• **Extract to read**:
==================================================

So it kind of took me by surprise when I encountered Jo in a gay chat room and decided to be -- myself. We engaged in a mild flirtation which quickly evolved into phone calls and letters. I told her about myself, and she told me about her failing marriage and how unhappy she'd been with Helen for the past three years, how they were finally ending it, how it was breaking her heart but it had to happen. And how she had cheated on Helen, and how the pain and remorse of that cheating had her in such anguish she was at times suicidal.
Jo was not like anyone I'd ever known before, in so many ways. Somehow, what really lodged itself in my head, aside from her Mississippi drawl and southern charm, was not that she'd cheated, not that she was ending a marriage, but that she was a lesbian who had actually been married (not legally, that didn't exist yet, but with the house and the picket fence and the dogs and the circle of friends, straight and gay, and the joint bank accounts). For ten years. Ten years. My longest relationship by far had lasted two and a half years, and that was probably longer than any of the lesbians I'd ever known.

==================================================

• **Work instructions**:
[a] In the passage about meeting Jo, how long had Jo's marriage lasted?
[b] Echo the passage about meeting Jo between "So it kind of" and "at times suicidal.", inclusive.
[c] Give what follows the last sentence of the passage about meeting Jo, continuing the story from where it stops.

• **Provided material**:
==================================================

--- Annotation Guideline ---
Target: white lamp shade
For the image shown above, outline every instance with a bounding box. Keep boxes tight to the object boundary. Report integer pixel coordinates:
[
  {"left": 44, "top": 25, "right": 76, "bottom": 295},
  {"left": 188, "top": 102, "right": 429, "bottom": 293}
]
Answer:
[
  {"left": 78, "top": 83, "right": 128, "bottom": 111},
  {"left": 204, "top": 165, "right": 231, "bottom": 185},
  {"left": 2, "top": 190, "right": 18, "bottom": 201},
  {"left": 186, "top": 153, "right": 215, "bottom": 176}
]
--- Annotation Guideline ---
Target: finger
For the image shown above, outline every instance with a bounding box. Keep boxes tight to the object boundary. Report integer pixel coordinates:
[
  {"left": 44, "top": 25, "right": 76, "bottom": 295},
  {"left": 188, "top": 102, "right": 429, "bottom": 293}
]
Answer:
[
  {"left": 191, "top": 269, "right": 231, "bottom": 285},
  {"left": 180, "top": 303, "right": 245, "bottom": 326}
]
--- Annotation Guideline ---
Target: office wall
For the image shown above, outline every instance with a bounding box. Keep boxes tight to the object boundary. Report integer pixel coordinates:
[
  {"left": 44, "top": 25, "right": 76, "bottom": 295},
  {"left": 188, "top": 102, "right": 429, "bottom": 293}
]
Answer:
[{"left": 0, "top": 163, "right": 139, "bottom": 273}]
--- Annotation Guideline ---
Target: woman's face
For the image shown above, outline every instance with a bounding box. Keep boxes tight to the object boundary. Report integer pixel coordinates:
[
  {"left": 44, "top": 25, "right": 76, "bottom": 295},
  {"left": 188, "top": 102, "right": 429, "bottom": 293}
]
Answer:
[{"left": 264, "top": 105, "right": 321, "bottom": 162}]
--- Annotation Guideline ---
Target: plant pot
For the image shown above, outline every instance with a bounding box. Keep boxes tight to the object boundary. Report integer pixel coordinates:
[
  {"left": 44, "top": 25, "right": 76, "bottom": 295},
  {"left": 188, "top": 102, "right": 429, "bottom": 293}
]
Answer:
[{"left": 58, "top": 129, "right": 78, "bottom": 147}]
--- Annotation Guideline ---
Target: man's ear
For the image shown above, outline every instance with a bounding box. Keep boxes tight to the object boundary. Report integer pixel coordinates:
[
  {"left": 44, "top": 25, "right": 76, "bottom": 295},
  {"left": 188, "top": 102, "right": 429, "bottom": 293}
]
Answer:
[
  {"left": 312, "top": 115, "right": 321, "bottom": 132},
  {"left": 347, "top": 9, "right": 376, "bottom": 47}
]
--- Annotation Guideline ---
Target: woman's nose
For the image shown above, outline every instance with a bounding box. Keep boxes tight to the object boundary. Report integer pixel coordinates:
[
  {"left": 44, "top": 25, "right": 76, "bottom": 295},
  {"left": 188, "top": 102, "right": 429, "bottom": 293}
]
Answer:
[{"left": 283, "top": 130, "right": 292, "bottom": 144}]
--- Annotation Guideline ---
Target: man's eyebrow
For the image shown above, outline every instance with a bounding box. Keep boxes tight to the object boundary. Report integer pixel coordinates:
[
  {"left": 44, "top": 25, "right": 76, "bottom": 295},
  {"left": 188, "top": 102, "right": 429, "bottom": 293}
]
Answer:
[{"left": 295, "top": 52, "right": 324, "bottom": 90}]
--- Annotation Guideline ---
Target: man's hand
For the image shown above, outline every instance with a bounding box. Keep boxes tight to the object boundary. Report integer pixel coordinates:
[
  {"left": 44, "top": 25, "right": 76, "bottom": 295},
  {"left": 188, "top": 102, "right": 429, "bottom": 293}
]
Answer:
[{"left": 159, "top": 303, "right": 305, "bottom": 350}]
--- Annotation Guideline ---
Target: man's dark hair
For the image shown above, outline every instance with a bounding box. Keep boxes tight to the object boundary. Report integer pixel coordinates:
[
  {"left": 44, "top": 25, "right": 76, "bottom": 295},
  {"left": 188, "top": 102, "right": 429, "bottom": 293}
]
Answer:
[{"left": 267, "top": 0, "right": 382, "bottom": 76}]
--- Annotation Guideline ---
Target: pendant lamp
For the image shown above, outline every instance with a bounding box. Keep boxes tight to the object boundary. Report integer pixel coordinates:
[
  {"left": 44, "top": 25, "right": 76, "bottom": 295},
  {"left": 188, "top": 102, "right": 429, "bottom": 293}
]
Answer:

==================================================

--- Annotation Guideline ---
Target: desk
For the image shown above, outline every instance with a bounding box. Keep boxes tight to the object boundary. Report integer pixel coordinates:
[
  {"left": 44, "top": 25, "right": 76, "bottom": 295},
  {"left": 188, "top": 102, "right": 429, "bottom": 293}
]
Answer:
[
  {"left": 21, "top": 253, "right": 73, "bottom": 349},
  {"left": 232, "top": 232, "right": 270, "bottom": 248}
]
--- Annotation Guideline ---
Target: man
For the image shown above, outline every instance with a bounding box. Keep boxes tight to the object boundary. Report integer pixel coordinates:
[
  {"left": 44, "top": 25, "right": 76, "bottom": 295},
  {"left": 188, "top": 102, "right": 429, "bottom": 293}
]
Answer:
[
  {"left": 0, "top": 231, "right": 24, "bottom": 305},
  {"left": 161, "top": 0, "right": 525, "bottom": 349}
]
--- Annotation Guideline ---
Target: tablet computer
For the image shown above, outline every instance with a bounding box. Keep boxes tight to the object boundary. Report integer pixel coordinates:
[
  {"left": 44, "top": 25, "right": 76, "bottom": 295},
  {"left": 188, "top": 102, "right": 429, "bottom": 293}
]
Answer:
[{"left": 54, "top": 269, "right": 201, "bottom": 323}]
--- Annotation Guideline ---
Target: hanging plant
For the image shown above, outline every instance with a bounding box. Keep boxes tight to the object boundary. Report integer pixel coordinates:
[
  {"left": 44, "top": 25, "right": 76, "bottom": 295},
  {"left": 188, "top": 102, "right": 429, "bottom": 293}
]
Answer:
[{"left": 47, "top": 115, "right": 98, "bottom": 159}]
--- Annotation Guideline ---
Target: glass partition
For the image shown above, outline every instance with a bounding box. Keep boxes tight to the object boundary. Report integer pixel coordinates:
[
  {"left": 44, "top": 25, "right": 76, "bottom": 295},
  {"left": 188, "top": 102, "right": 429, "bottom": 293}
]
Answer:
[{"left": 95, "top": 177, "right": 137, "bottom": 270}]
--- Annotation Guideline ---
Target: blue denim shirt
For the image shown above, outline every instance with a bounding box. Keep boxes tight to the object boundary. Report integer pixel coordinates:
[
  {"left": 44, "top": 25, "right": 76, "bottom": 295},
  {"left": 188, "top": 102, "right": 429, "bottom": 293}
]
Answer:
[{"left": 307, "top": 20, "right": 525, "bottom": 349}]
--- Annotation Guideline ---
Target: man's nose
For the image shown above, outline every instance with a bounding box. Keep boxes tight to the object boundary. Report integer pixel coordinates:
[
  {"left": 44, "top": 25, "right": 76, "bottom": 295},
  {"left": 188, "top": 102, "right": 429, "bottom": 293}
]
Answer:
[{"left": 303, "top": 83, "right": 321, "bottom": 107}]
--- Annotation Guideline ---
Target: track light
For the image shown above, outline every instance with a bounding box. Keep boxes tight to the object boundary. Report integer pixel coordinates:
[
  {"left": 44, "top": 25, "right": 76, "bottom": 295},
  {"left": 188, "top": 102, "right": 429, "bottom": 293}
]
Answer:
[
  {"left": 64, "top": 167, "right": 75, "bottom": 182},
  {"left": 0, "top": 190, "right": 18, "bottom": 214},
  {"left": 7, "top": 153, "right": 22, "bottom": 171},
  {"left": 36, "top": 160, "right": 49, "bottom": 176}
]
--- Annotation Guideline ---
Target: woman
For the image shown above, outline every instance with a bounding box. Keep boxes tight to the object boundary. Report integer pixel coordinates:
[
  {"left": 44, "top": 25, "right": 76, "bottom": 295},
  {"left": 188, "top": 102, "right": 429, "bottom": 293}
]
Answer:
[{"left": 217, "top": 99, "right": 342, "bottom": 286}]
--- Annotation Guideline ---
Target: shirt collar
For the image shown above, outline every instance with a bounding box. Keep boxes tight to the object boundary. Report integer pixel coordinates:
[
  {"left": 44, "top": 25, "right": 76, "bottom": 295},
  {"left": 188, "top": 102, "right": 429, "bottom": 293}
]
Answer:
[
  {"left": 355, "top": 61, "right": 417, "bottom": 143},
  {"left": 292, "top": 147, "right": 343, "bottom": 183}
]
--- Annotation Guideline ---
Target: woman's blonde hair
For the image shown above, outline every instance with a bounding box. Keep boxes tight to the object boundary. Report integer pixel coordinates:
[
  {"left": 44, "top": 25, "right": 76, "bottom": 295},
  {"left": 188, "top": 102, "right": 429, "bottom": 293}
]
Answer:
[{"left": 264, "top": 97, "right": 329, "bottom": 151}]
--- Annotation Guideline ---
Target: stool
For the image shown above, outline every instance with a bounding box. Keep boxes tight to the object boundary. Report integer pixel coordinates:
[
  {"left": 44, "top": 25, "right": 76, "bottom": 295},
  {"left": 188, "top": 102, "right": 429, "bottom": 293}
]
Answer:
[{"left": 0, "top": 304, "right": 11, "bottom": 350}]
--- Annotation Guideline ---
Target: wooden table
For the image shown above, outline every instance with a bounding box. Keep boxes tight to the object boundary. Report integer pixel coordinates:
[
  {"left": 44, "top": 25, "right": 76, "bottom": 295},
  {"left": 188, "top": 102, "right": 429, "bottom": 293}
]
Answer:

==================================================

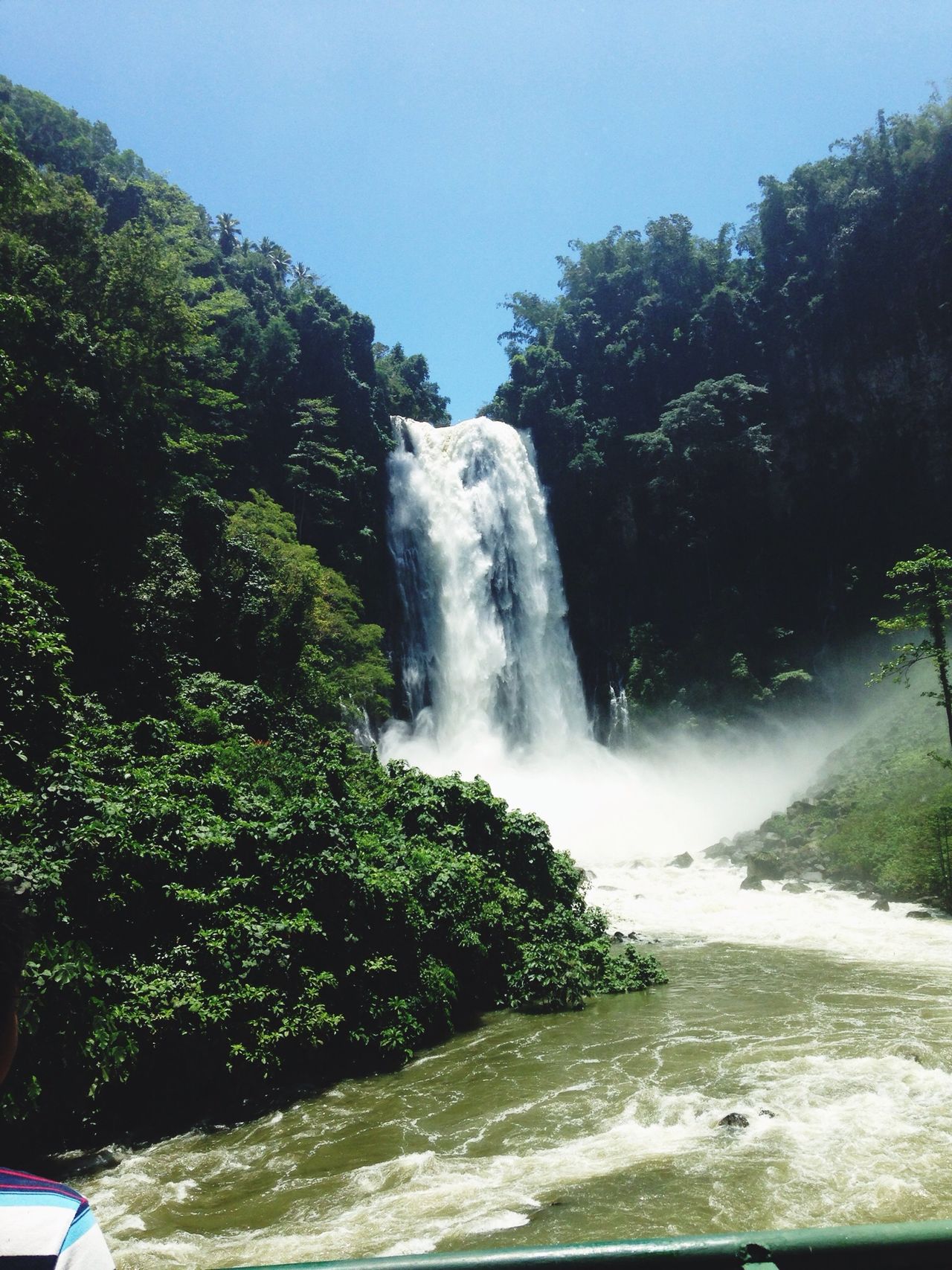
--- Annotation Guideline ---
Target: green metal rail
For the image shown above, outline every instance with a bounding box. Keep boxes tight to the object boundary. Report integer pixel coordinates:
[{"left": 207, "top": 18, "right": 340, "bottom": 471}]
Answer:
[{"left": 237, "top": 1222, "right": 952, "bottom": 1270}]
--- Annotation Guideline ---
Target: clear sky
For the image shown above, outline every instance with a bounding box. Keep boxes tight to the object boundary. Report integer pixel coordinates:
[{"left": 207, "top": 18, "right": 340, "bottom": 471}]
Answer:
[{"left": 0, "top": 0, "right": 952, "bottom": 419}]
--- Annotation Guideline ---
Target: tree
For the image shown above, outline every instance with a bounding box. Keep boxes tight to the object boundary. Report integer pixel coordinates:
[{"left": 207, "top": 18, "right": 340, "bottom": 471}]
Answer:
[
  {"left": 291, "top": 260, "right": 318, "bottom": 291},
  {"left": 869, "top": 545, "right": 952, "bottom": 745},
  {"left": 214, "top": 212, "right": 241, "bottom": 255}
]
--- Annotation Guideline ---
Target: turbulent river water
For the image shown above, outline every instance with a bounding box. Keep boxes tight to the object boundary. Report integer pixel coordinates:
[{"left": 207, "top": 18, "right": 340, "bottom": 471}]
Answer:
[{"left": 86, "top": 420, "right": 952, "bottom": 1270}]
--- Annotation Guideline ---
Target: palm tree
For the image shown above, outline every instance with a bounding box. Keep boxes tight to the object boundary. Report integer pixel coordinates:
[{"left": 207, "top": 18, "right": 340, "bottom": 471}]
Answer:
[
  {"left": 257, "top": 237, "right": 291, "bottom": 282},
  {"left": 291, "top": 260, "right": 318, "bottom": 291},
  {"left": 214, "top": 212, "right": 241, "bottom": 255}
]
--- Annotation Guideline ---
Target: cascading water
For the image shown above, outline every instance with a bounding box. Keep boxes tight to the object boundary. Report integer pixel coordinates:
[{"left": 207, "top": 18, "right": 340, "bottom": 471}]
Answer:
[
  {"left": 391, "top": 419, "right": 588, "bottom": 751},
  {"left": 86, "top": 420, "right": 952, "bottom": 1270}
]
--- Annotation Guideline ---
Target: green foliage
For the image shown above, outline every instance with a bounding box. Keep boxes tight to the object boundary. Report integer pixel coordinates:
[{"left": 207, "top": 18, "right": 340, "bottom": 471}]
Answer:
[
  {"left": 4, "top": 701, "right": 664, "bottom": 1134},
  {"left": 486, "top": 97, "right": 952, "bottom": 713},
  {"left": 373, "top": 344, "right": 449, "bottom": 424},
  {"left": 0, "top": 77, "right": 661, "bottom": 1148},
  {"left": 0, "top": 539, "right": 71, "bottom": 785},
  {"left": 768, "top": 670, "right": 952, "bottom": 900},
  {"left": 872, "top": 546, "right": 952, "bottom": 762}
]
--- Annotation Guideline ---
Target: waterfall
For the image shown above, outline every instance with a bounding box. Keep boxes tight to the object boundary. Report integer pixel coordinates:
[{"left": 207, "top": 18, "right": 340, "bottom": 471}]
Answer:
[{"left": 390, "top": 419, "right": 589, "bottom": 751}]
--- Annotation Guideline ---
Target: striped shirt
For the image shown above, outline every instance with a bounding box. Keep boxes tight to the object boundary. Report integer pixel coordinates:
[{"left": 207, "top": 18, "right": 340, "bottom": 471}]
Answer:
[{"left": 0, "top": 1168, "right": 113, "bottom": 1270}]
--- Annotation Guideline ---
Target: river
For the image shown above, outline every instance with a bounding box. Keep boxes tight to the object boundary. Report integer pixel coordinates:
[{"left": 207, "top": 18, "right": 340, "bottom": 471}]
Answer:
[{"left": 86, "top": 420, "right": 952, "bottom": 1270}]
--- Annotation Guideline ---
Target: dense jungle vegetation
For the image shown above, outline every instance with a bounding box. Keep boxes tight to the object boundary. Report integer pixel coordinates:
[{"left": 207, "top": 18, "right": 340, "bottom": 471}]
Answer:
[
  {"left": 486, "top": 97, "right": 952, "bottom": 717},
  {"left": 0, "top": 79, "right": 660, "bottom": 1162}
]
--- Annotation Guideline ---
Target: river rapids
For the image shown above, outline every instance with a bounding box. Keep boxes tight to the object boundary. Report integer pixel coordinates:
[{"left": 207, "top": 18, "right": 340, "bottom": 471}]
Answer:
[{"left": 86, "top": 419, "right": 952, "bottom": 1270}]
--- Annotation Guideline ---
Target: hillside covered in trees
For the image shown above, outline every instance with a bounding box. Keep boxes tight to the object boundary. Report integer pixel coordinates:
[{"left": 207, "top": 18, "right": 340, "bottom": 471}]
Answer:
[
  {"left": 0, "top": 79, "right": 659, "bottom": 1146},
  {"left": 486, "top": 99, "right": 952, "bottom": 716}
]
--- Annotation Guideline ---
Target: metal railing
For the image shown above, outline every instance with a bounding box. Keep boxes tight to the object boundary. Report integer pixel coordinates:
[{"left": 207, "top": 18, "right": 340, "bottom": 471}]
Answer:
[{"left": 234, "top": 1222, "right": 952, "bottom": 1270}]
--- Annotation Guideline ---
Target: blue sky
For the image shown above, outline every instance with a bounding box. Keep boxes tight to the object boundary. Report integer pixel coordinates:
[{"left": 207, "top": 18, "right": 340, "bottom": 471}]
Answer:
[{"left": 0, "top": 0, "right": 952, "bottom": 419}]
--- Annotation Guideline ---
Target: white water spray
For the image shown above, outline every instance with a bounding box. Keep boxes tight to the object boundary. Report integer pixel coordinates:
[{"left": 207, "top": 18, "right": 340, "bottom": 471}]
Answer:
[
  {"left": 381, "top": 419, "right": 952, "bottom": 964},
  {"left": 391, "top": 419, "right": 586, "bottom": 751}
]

==================================================

• **Results of the tasks**:
[a] Ten years.

[b]
So it kind of took me by surprise when I encountered Jo in a gay chat room and decided to be -- myself. We engaged in a mild flirtation which quickly evolved into phone calls and letters. I told her about myself, and she told me about her failing marriage and how unhappy she'd been with Helen for the past three years, how they were finally ending it, how it was breaking her heart but it had to happen. And how she had cheated on Helen, and how the pain and remorse of that cheating had her in such anguish she was at times suicidal.

[c]
So here was this sensitive, sweet, incredibly attentive woman, who clearly had it in her, indeed clearly was longing, to be a family person, to build again all those things I had never thought I could have: a home, a marriage, a community. She loved to do yard work on weekends. I pictured what I had never dared to picture before: a house, shared with a beloved woman, with a dog in the yard and firewood stacked neatly in the winter and a sense of permanence. Sure, it was sad that her marriage was ending, but these things happen, I thought from the insouciant perspective that passed for wisdom at twenty-five. Look how broken up she was about what was happening. She'd married too young, tried for too long to hold it together, and now that she knew herself better, surely she would be ready to settle down with someone more compatible than her ex, all of whose problems and inadequacies I quickly learned, a list of difficulties I could smugly check off against myself. Spends too much money? Nope, I'm frugal. Can't hold a job? Nope, I work hard, am ambitious and steady. Uninterested in sex? Um, that would be a big no. In fact, I was eagerly counting the days until we could meet in person and give ourselves over to pleasure. Based on our phone sex, I was pretty sure we were deeply compatible in that regard. Based on our long-into-the-night talks, about everything from music to religion to children, I was pretty sure I had found someone who shared my values and who really sparked me.
I was smitten. I was hooked. I was in big trouble. Friends tried to tell me this couldn't be good for me, but I was sure I knew better. Even though so much in my previous life had schooled me not to trust -- to expect that any trust could and would be met with betrayal -- I was ready to try.